→ **PROBLEMS**:
1 > In the SMB lease break thread, how long were the reported delays on open(2) calls?
2 > Continue the SMB lease break thread from the point where it stops.

→ **EXTRACTED TEXT**:
No.  Customers just confirmed that fix works.
Steve French April 30, 2025, 2:15 p.m. UTC | #3
Did you mean

downgraded "RWH to RW"  or downgraded from "RWH to RH"

But it is puzzling why file would still be open if not in openfile list

On Mon, Apr 28, 2025 at 9:05 AM Paulo Alcantara <pc@manguebit.com> wrote:
>
> Customers have reported open(2) calls being delayed by 30s or so, and
> looking through the network traces, it is related to the client not
> sending lease break acks to the server when a lease is being
> downgraded from RWH to RW while having an open handle, causing
> concurrent opens to be delayed and then impacting performance.
>
> MS-SMB2 3.2.5.19.2:
>
>   | If all open handles on this file are closed (that is, File.OpenTable
>   | is empty for this file), the client SHOULD consider it as an implicit
>   | acknowledgment of the lease break. No explicit acknowledgment is
>   | required.
>
> Since we hold an active reference of the open file to process the
> lease break, then we should always send a lease break ack if required
> by the server.
>
> Cc: linux-cifs@vger.kernel.org
> Cc: David Howells <dhowells@redhat.com>
> Reported-by: Pierguido Lambri <plambri@redhat.com>
> Fixes: da787d5b7498 ("SMB3: Do not send lease break acknowledgment if all file handles have been closed")
> Signed-off-by: Paulo Alcantara (Red Hat) <pc@manguebit.com>
> ---
>  fs/smb/client/file.c | 13 +++----------
>  1 file changed, 3 insertions(+), 10 deletions(-)
>
> diff --git a/fs/smb/client/file.c b/fs/smb/client/file.c
> index 9e8f404b9e56..be9a07f2e8c6 100644
> --- a/fs/smb/client/file.c
> +++ b/fs/smb/client/file.c
> @@ -3146,19 +3146,12 @@ void cifs_oplock_break(struct work_struct *work)
>         oplock_break_cancelled = cfile->oplock_break_cancelled;
>
>         _cifsFileInfo_put(cfile, false /* do not wait for ourself */, false);
> -       /*
> -        * MS-SMB2 3.2.5.19.1 and 3.2.5.19.2 (and MS-CIFS 3.2.5.42) do not require
> -        * an acknowledgment to be sent when the file has already been closed.

→ **ROWS**:
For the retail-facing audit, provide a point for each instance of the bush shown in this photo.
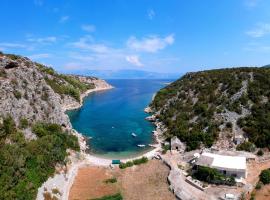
(165, 148)
(258, 185)
(25, 165)
(134, 162)
(260, 153)
(211, 175)
(246, 146)
(117, 196)
(265, 176)
(111, 180)
(17, 94)
(23, 123)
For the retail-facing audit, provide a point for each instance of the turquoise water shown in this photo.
(109, 117)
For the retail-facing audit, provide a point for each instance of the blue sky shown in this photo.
(173, 36)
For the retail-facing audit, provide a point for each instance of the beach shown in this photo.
(64, 180)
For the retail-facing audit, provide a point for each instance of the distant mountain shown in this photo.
(266, 65)
(127, 74)
(216, 107)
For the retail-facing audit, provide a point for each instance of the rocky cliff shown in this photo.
(219, 108)
(32, 91)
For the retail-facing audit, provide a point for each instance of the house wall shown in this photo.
(237, 174)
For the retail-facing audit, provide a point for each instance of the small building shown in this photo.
(177, 145)
(116, 162)
(238, 139)
(228, 165)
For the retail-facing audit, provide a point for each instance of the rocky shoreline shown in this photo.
(64, 180)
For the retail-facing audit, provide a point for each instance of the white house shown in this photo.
(176, 144)
(228, 165)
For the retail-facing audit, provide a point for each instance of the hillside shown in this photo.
(35, 132)
(212, 108)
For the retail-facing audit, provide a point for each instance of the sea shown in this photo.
(110, 117)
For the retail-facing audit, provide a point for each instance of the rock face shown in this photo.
(215, 107)
(27, 91)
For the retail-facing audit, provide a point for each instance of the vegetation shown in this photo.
(134, 162)
(246, 146)
(3, 73)
(117, 196)
(189, 106)
(265, 176)
(13, 56)
(260, 153)
(23, 123)
(111, 180)
(211, 175)
(17, 94)
(165, 148)
(25, 165)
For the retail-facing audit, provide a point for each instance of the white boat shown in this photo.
(141, 145)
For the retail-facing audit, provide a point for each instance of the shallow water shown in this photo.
(109, 117)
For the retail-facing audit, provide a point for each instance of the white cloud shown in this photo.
(39, 56)
(251, 3)
(86, 43)
(150, 44)
(151, 14)
(50, 39)
(88, 27)
(11, 45)
(63, 19)
(257, 47)
(260, 30)
(38, 2)
(134, 59)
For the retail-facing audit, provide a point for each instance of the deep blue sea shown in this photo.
(109, 117)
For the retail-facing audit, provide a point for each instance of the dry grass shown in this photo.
(144, 182)
(91, 183)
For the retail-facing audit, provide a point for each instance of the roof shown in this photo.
(222, 162)
(115, 162)
(205, 161)
(175, 140)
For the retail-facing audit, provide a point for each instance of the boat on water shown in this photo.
(141, 145)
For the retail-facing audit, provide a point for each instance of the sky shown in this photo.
(172, 36)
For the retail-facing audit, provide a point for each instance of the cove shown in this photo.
(110, 117)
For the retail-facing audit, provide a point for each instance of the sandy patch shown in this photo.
(89, 183)
(145, 182)
(263, 193)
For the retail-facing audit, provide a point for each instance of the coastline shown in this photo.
(64, 180)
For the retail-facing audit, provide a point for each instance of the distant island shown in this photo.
(211, 129)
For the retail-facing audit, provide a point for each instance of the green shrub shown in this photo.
(13, 56)
(117, 196)
(134, 162)
(258, 185)
(111, 180)
(26, 165)
(3, 73)
(165, 148)
(23, 123)
(246, 146)
(211, 175)
(260, 153)
(17, 94)
(265, 176)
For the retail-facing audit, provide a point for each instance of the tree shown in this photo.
(265, 176)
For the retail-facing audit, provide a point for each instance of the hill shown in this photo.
(213, 108)
(35, 133)
(126, 74)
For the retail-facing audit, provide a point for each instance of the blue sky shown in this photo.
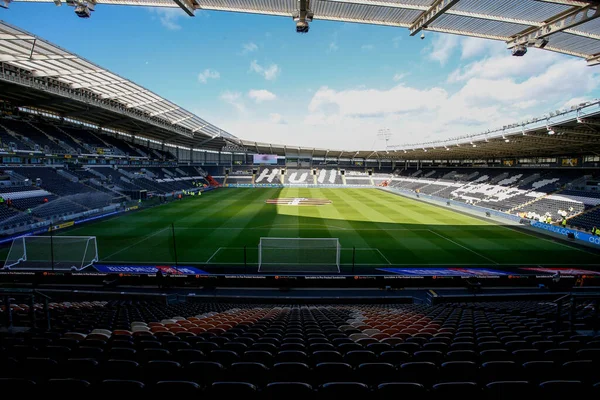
(335, 87)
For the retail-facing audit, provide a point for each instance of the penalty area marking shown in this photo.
(384, 257)
(464, 247)
(136, 243)
(215, 253)
(372, 249)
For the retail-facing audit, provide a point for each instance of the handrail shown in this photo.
(17, 292)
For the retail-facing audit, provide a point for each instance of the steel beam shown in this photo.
(145, 103)
(189, 6)
(437, 9)
(182, 119)
(568, 20)
(165, 111)
(594, 60)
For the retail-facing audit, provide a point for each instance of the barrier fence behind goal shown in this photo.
(61, 253)
(299, 255)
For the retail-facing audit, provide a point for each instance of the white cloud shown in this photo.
(270, 73)
(502, 64)
(261, 95)
(235, 99)
(474, 47)
(278, 119)
(249, 47)
(575, 101)
(168, 17)
(487, 89)
(441, 47)
(207, 74)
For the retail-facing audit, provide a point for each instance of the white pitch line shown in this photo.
(402, 264)
(464, 247)
(384, 257)
(321, 228)
(559, 241)
(136, 243)
(214, 254)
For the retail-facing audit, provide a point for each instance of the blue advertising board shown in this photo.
(149, 269)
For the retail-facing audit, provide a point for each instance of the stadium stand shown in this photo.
(482, 349)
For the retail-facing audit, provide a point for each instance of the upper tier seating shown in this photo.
(6, 139)
(53, 181)
(33, 134)
(218, 350)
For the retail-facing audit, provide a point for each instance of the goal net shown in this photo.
(63, 253)
(299, 255)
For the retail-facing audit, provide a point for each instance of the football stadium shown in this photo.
(397, 199)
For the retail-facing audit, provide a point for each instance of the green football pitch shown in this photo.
(376, 229)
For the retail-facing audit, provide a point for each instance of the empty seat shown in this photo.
(232, 390)
(400, 390)
(287, 390)
(457, 390)
(506, 390)
(562, 389)
(341, 390)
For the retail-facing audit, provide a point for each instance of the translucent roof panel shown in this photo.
(43, 59)
(502, 20)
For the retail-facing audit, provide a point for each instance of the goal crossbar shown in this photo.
(299, 254)
(47, 252)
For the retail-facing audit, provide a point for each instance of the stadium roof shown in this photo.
(571, 132)
(565, 26)
(46, 63)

→ **THE ANSWERS**:
1 > About 30 seconds.

2 >
> -        */
> -       spin_lock(&cinode->open_file_lock);
> -       /* check list empty since can race with kill_sb calling tree disconnect */
> -       if (!oplock_break_cancelled && !list_empty(&cinode->openFileList)) {
> -               spin_unlock(&cinode->open_file_lock);
> +       /* MS-SMB2 3.2.5.19.1 and 3.2.5.19.2 (and MS-CIFS 3.2.5.42) */
> +       if (!oplock_break_cancelled) {
>                 rc = server->ops->oplock_response(tcon, persistent_fid,
>                                                   volatile_fid, net_fid, cinode);
>                 cifs_dbg(FYI, "Oplock release rc = %d\n", rc);
> -       } else
> -               spin_unlock(&cinode->open_file_lock);
> +       }
>
>         cifs_put_tlink(tlink);
>  out:
> --
> 2.49.0
>
Paulo Alcantara April 30, 2025, 7:14 p.m. UTC | #4
Steve French <smfrench@gmail.com> writes:

> Did you mean
>
> downgraded "RWH to RW"  or downgraded from "RWH to RH"

Downgraded from RWH to RW.

> But it is puzzling why file would still be open if not in openfile list

The server is breaking the H lease.  cifs_close_deferred_file() will put
all cifsFileInfo references from deferred closes in the inode, meaning
that _cifsFileInfo_put() call in cifs_oplock_break() will effectively
put the last reference and then closing the open handle.

The check for a non-empty list after that makes no sense as we already
closed all open handles.  As I understand it, the implicit ACK would
work if we have no open handles at the time we receive the lease break,
but that couldn't work as we always get an active reference of the open
handle before processing the lease break.

What am I missing?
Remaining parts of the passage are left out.